Location identification entries:
● ● ● ●

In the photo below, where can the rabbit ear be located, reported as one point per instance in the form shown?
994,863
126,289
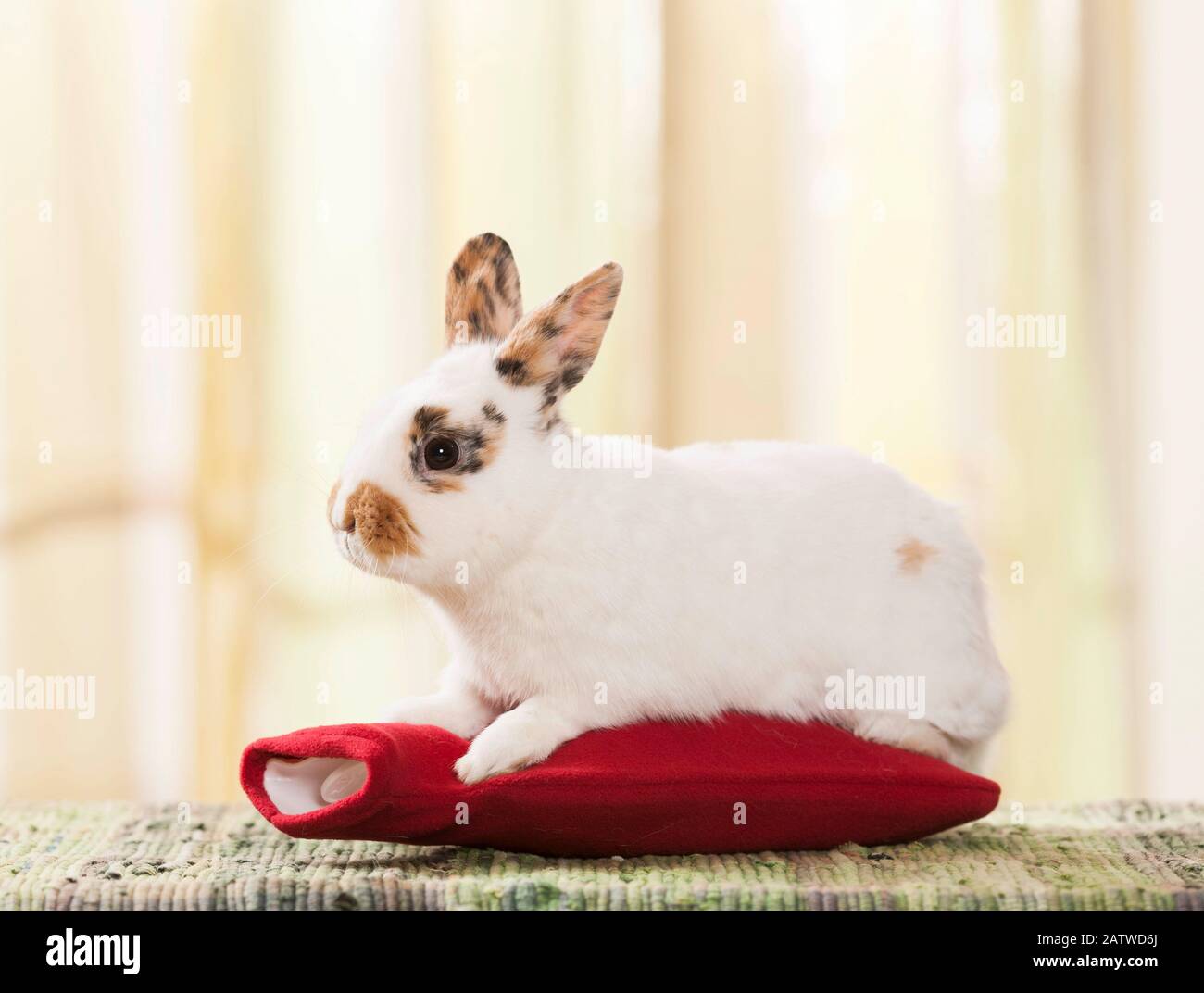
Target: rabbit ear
484,297
555,345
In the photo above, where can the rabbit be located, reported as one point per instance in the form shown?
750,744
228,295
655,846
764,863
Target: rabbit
759,577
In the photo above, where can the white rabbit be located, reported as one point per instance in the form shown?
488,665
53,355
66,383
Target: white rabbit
759,577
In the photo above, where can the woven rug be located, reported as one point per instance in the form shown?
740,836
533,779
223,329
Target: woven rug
1097,856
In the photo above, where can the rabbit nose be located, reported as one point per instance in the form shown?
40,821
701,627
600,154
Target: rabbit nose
348,519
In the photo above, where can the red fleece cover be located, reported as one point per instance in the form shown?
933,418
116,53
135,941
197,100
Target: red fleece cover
741,784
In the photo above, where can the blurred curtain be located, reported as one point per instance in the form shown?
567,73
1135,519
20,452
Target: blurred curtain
809,201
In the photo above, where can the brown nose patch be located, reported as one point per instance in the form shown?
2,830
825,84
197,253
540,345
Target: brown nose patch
382,522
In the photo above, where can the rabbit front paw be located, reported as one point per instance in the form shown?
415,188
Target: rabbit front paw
460,714
517,739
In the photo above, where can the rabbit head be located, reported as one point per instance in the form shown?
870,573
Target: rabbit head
453,471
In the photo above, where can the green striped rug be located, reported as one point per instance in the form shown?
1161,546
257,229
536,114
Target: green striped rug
1109,855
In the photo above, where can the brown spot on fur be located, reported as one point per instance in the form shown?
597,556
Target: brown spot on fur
913,555
381,522
484,298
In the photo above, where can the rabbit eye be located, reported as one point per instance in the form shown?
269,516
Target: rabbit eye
441,453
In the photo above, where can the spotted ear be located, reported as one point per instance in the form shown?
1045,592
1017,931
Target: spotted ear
484,297
554,346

● ● ● ●

EXERCISE DETAILS:
Update the entries above by changing every "photo" to "image" and leaving everything else as it is. Write out all the entries again without the pictures.

ANSWER TO THE EXERCISE:
In the image below, where can the rabbit ear be located, reported as one point per instance in the form shown?
994,863
126,289
Target: rabbit ear
484,297
555,345
In the image above, where can the rabbit be located, reported as one point per instance in the form shown?
750,744
228,295
655,846
764,863
Target: rabbit
759,577
In the image above, where can the white rabbit be located, reported as one point per instance in the form shown?
488,665
53,355
66,383
Target: white rabbit
759,577
In the image above, where can the woven rug be located, reported as one point per instance in the form shown?
740,836
533,779
223,329
Target: woven rug
1097,856
In the image above, where can the rabbit nose be located, reported as one point per instance in the form shown?
40,821
701,627
600,154
Target: rabbit nose
348,519
In the image above, where can the red fleece cover be located, reported as one point per instance in the form shown?
933,418
116,53
135,941
197,100
Target: red fleece cover
741,784
In the image above, where can the blurred curtain be located, reported as one point per instance in the form shown?
567,73
1135,519
20,452
Target: blurred curtain
809,201
In the image above, where can the brown nose patch be located, reported as one point per instance in the form shown?
2,830
825,84
197,253
540,345
Target: brown nose patch
382,522
In the image above, where can the rabbit front paw be located, reported as one point per instance in the form shown?
415,188
Target: rabbit front paw
460,714
517,739
In the image above, where can the rabbit head be located, reported as one point per instance in the form shown?
870,573
Target: rabbit head
453,471
In the image above, where can the green striped rug be located, reported as one point per instance in the form shown?
1161,546
257,229
536,114
Target: green striped rug
1109,855
In the image above, where can the brown spot on fur be located, reported as one point per instance in the form shown?
597,556
Target: brown spot on fur
913,555
381,522
484,298
In the image above, where can the rabbit eye be located, reported as one point per instance in the form shown?
269,516
Target: rabbit eye
441,453
In the image above, where can the spotted ear be located, reported as one point per instance in the form shown?
1045,592
1017,931
Target: spotted ear
484,297
554,346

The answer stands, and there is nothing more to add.